LISTING
+++
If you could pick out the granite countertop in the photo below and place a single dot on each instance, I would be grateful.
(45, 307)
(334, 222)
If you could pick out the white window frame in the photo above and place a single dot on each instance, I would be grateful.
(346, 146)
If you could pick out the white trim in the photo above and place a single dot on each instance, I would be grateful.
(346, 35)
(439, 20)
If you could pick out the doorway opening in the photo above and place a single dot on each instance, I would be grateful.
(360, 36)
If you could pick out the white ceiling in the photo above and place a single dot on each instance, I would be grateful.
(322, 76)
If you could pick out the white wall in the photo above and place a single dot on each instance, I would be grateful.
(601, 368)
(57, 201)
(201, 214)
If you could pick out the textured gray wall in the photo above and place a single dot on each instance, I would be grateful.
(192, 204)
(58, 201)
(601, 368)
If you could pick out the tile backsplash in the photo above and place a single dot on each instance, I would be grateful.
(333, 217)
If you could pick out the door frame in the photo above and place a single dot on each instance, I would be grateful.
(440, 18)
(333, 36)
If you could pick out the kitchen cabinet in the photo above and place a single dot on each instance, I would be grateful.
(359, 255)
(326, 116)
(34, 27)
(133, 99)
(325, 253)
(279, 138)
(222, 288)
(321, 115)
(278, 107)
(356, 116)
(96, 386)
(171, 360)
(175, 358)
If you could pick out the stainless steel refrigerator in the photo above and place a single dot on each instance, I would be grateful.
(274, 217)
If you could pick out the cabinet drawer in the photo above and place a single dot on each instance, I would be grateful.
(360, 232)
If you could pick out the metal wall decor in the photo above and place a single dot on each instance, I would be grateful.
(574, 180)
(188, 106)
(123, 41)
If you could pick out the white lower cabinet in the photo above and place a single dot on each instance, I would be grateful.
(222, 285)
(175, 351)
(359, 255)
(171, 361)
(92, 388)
+++
AIM
Reproduce each of the items above word for word, keeping their original order.

WRITTEN RESPONSE
If you could pick out the granite countertop in the photo below and place a single dot on each instance, I would be grateful.
(45, 307)
(334, 222)
If you could pick out the white window frame in the photo above and place a single dot on each instance, I would be grateful.
(346, 146)
If you could pick out the white trim in the photo above and place a single dot on each instance, I would be grateful.
(346, 35)
(439, 20)
If you could pick out the doorway opening in the photo above and place a single dot on each instance, I would be grateful.
(360, 36)
If you could pick out the white ceiling in the photo above and place a single dot on each instance, I would be grateful.
(322, 76)
If you could pick out the white wall in the photo above and place a single dot on each instance, I would be grateful.
(601, 368)
(57, 201)
(201, 214)
If you could pick out the textured gray wall in the photo above and place a single dot on each instance, I would be grateful.
(192, 204)
(58, 201)
(601, 368)
If you could pick out the tile backsplash in the photo above and place a single dot on each instance, I would be grateful.
(333, 217)
If you could pick out the door frame in the photo above and place a single dot on each instance, I would be grateful.
(440, 18)
(333, 36)
If you could pick out the kitchen cabinet in the photo above and place a single dot on each instance, I would be grateful.
(359, 255)
(326, 116)
(34, 27)
(133, 99)
(325, 253)
(279, 138)
(222, 288)
(321, 115)
(278, 107)
(356, 116)
(96, 386)
(171, 360)
(175, 358)
If you could pick out the stainless steel refrigerator in the photo above and place a single dot on each instance, I would be grateful.
(274, 217)
If you could pick out the cabinet drawer in the photo above and place a single dot on each instance, I would be grateful.
(360, 232)
If you could pick out the metal wall decor in the photo above and place a single dot on each instance, I would be grateful.
(574, 180)
(188, 106)
(123, 41)
If you could pick out the white lower cabinet in the photo above and place a single dot on each instance, I would be grateful.
(222, 285)
(175, 351)
(359, 255)
(171, 361)
(92, 388)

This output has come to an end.